WHAT THE TASK REQUIRES
Output every line of the data exactly as it appears.

· · · · ·

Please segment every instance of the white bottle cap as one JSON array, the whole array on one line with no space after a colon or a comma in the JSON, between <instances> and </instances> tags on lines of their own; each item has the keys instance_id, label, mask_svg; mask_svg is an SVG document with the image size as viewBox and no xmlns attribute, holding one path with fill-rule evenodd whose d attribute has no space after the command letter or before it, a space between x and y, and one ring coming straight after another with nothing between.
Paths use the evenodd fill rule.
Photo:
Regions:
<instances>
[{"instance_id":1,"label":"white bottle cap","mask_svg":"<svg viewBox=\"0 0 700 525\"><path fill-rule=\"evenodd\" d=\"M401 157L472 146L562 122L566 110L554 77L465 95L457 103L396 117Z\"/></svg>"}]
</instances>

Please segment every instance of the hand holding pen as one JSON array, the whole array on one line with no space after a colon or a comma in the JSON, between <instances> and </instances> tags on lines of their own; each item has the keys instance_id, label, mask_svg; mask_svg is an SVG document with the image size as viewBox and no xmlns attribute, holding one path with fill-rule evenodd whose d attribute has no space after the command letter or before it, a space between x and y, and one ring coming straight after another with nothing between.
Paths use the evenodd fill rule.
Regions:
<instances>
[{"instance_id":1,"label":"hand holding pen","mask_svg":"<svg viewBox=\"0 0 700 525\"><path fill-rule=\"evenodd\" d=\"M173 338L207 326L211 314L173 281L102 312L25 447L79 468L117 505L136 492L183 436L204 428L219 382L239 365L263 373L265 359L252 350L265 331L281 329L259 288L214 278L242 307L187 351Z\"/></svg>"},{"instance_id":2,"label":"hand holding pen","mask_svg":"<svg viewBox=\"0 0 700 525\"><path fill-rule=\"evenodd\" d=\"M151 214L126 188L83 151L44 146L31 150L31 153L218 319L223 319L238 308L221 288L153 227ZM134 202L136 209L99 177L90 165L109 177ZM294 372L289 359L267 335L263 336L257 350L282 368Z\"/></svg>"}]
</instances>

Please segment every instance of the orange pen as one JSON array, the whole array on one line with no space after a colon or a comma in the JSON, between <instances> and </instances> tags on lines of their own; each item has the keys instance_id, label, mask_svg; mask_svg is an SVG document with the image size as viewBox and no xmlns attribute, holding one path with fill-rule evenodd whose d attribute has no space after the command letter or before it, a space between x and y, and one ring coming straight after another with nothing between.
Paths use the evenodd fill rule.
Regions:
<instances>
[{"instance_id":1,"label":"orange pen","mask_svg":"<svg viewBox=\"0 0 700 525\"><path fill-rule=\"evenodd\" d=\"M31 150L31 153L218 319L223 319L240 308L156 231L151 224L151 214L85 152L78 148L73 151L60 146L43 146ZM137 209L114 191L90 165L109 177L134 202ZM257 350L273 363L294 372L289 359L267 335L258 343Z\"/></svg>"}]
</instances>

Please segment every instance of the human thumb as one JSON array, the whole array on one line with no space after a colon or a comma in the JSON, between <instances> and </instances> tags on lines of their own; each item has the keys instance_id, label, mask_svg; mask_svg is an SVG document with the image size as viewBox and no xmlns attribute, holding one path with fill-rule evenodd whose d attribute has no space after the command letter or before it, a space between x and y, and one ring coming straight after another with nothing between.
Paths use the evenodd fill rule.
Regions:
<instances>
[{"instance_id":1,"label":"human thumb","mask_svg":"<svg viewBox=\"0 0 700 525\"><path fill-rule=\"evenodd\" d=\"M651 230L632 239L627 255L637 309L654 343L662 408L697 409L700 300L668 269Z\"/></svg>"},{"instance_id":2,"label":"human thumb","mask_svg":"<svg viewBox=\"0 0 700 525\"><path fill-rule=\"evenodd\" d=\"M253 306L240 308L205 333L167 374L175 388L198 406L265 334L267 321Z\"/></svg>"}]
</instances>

· · · · ·

ANSWER SPACE
Please segment every instance of the white bottle cap as one JSON array, the whole array on one line with no space after a colon or a comma in the JSON, between <instances> and </instances> tags on lines of their own; each item has the keys instance_id, label, mask_svg; mask_svg is an SVG document with the image size as viewBox and no xmlns attribute, holding one path with fill-rule evenodd whose d attribute has no space after the command letter or before it, a space between x and y, and one ring coming straight after another with nothing between.
Paths use the evenodd fill rule.
Photo:
Regions:
<instances>
[{"instance_id":1,"label":"white bottle cap","mask_svg":"<svg viewBox=\"0 0 700 525\"><path fill-rule=\"evenodd\" d=\"M401 157L472 146L562 122L566 110L554 77L465 95L457 103L396 117Z\"/></svg>"}]
</instances>

Please segment every instance of the hand holding pen as one JSON array, the whole array on one line with no space after a colon or a comma in the JSON, between <instances> and </instances> tags on lines of their own; each item has the keys instance_id, label, mask_svg; mask_svg is an SVG document with the image size as viewBox and no xmlns attribute, holding one path with fill-rule evenodd whose d attribute has no space after the command letter or before it, a space between x and y, and one ring coming straight after another with nothing between.
Paths use the evenodd fill rule.
Regions:
<instances>
[{"instance_id":1,"label":"hand holding pen","mask_svg":"<svg viewBox=\"0 0 700 525\"><path fill-rule=\"evenodd\" d=\"M173 338L207 326L211 314L173 281L102 312L25 447L79 468L117 505L136 492L183 436L204 428L219 382L239 365L263 373L265 359L252 350L265 331L281 329L259 288L214 278L242 307L187 351Z\"/></svg>"},{"instance_id":2,"label":"hand holding pen","mask_svg":"<svg viewBox=\"0 0 700 525\"><path fill-rule=\"evenodd\" d=\"M151 214L126 188L83 151L44 146L31 150L31 153L218 319L223 319L238 308L221 288L153 227ZM134 202L136 209L99 177L90 165L109 177ZM294 372L289 359L267 335L263 336L257 350L282 368Z\"/></svg>"}]
</instances>

Please segment every instance of the orange pen as one JSON array, the whole array on one line with no space after a colon or a comma in the JSON, between <instances> and </instances> tags on lines of their own; each item has the keys instance_id, label, mask_svg; mask_svg is an SVG document with the image size as viewBox and no xmlns attribute, holding one path with fill-rule evenodd whose d attribute has no space after the command letter or before it, a space between x and y, and one ring coming straight after another with nothing between.
Paths use the evenodd fill rule.
Regions:
<instances>
[{"instance_id":1,"label":"orange pen","mask_svg":"<svg viewBox=\"0 0 700 525\"><path fill-rule=\"evenodd\" d=\"M31 150L31 153L218 319L223 319L240 308L156 231L151 224L151 214L85 152L78 148L73 151L60 146L43 146ZM137 209L114 191L90 165L109 177L134 202ZM257 350L273 363L294 372L289 359L267 335L258 343Z\"/></svg>"}]
</instances>

Please segment every instance of the human thumb as one JSON array, the whole array on one line with no space after a colon or a comma in the JSON, between <instances> and </instances> tags on lines of their own; each item has the keys instance_id, label, mask_svg; mask_svg is an SVG document with the image size as viewBox and no xmlns attribute, holding one path with fill-rule evenodd whose d attribute has no space after the command letter or before it, a space between x and y, and one ring coming straight after another with nothing between.
Paths use the evenodd fill rule.
Regions:
<instances>
[{"instance_id":1,"label":"human thumb","mask_svg":"<svg viewBox=\"0 0 700 525\"><path fill-rule=\"evenodd\" d=\"M651 230L632 239L627 255L637 309L654 343L662 408L697 409L700 300L668 269Z\"/></svg>"},{"instance_id":2,"label":"human thumb","mask_svg":"<svg viewBox=\"0 0 700 525\"><path fill-rule=\"evenodd\" d=\"M253 306L240 308L205 333L167 374L175 388L198 406L265 334L267 321Z\"/></svg>"}]
</instances>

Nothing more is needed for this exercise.